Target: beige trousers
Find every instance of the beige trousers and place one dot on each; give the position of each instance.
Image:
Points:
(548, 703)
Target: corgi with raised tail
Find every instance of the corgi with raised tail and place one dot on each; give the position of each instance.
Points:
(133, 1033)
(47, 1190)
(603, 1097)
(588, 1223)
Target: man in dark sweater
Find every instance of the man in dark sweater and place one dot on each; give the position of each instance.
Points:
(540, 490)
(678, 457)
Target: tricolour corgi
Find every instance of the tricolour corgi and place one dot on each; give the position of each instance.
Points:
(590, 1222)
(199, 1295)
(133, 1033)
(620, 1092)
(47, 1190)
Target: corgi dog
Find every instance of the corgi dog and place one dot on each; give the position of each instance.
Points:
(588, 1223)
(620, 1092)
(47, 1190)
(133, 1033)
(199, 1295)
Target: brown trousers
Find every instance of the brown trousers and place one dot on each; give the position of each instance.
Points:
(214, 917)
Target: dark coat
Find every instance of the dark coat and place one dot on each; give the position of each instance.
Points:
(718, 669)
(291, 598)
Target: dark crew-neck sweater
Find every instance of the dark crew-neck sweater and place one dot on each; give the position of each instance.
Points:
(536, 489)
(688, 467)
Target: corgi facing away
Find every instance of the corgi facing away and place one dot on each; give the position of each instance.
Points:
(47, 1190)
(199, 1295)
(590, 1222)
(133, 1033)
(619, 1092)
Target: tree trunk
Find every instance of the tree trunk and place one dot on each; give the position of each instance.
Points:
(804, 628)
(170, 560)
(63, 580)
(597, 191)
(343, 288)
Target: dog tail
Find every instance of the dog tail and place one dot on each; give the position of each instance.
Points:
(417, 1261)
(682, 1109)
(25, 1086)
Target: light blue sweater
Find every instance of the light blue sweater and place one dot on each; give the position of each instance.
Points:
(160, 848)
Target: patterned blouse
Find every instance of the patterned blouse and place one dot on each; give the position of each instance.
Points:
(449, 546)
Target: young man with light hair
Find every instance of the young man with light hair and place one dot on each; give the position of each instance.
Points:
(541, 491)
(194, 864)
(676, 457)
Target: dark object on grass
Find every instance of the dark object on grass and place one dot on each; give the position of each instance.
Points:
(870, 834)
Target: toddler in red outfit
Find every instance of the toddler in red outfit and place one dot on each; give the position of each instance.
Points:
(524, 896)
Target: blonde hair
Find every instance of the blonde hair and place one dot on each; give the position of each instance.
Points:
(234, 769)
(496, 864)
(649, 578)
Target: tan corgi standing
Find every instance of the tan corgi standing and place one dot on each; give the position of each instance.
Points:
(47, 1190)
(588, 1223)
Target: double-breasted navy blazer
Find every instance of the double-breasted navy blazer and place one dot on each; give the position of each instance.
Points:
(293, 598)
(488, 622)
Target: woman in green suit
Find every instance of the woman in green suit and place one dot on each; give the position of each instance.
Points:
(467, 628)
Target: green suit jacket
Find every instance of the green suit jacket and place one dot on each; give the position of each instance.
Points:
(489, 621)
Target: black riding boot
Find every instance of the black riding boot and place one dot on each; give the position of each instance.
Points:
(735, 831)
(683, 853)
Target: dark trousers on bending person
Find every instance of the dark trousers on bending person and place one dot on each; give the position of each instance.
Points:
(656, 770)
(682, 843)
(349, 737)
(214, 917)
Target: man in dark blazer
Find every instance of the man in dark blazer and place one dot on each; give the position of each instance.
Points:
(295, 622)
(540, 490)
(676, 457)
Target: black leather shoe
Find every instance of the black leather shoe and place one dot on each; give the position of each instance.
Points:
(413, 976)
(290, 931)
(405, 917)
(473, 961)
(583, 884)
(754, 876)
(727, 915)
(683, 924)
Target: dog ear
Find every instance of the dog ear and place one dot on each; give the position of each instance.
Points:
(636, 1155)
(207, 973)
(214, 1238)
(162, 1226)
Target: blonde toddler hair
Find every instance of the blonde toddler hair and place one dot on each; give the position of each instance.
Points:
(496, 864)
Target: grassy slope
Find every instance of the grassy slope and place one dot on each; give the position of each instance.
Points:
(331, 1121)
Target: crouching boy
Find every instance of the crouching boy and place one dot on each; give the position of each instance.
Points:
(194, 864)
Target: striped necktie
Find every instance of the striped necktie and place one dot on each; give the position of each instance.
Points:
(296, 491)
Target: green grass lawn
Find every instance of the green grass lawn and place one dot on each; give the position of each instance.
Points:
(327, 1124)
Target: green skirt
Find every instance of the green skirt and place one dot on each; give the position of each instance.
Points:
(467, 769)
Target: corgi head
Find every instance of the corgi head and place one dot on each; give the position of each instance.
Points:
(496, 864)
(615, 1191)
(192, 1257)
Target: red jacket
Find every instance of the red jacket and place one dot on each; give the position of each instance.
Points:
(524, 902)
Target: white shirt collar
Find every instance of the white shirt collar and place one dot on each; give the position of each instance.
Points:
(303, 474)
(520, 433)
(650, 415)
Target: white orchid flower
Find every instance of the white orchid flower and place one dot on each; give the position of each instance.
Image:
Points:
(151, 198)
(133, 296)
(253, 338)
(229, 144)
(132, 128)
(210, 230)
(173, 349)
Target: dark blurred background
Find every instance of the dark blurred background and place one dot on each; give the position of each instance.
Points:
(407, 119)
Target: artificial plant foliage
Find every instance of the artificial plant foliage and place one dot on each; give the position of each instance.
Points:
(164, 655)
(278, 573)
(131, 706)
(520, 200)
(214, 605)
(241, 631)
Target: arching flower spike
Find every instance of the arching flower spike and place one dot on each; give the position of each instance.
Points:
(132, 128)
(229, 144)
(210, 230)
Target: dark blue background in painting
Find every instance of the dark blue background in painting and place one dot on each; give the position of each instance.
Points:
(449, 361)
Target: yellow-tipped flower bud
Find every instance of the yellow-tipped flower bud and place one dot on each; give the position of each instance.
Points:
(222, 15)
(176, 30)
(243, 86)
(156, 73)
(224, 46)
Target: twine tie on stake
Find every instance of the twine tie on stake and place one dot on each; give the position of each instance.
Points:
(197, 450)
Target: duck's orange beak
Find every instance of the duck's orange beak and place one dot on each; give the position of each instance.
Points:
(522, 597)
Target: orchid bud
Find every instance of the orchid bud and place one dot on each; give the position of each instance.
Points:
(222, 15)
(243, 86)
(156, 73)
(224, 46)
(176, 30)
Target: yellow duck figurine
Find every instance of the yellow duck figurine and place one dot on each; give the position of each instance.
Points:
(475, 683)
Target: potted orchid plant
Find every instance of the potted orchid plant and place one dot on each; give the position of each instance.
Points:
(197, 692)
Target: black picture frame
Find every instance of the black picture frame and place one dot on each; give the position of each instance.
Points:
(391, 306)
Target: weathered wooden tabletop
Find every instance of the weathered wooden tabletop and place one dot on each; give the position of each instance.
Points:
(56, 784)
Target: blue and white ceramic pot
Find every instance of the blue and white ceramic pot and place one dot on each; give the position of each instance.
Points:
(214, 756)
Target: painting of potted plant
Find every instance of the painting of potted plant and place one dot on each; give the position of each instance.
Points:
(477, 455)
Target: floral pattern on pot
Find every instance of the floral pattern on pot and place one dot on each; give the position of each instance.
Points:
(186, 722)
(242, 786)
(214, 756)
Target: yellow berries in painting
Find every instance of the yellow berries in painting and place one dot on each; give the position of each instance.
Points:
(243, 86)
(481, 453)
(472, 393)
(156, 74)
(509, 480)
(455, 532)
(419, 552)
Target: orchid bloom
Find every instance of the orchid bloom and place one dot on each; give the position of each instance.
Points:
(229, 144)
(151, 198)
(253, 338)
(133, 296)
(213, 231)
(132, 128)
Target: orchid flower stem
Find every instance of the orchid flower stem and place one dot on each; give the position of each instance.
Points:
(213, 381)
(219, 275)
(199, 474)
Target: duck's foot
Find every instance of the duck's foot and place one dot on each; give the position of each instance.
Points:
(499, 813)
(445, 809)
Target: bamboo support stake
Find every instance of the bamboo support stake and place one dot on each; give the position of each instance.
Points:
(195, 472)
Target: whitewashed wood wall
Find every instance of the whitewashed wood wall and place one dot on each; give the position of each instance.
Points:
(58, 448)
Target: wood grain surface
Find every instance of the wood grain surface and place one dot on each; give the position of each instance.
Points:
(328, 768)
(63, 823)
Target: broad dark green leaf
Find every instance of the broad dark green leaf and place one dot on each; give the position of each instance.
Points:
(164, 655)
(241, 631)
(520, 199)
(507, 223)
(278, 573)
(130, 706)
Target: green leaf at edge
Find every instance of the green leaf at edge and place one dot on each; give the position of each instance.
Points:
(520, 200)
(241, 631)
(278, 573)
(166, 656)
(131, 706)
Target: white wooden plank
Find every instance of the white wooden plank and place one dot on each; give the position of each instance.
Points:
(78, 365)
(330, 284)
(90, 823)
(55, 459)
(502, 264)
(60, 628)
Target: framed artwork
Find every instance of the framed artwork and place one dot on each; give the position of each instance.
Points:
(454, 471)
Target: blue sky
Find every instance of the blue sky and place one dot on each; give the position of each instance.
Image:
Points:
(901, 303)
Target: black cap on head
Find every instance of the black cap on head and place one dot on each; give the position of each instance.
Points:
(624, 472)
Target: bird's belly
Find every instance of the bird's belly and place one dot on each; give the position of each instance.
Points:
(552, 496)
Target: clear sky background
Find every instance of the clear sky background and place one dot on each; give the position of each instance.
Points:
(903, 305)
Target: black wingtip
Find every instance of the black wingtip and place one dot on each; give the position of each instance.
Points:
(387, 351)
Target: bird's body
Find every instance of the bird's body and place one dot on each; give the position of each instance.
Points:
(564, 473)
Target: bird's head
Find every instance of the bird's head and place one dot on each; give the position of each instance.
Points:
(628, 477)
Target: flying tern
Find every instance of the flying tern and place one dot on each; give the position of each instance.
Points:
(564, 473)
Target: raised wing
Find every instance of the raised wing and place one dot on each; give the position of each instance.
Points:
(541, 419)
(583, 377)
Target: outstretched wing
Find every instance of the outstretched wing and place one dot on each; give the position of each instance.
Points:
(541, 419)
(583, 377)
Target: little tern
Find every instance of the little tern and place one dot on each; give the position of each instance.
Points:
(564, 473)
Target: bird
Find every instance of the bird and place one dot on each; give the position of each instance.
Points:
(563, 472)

######

Extract the lines above from the one containing "Target: black cap on head" to the last line, both included, exactly as written.

Target: black cap on head
Find every instance of the black cap on head and place one dot on each; give the position of each instance.
Points:
(624, 472)
Target: bird's belly
Find every instance of the bird's belly and place one dot on each; give the position of each instance.
Points:
(552, 496)
Target: clear sky background
Find every instance of the clear sky background and place one dot on each; give the position of each instance.
Points:
(903, 305)
Target: black wingtip
Find every instance of the black wingtip and place one dot on each; give the position of each instance.
Points:
(387, 351)
Target: bird's body
Find every instance of the bird's body and place one dot on each; give the position of each instance.
Points:
(564, 473)
Target: bird's head
Find every instance of the bird's head and place one dot on each; give the position of each instance.
Points:
(628, 477)
Target: flying tern
Find every instance of the flying tern and place one dot on each; give the position of each instance.
Points:
(564, 473)
Target: raised wing
Find every instance of the raised wing and place one dot on each; give the position of each instance.
Points:
(541, 419)
(583, 377)
Target: outstretched wing
Find every instance of the outstretched wing and place one dot on each; give the position of each instance.
Points:
(541, 419)
(583, 377)
Target: little tern
Find every instance of the little tern and place one dot on each; give the position of each instance.
Points:
(564, 473)
Target: bird
Find every instance of the bird and place one dot on each; give the position of each instance.
Points:
(563, 472)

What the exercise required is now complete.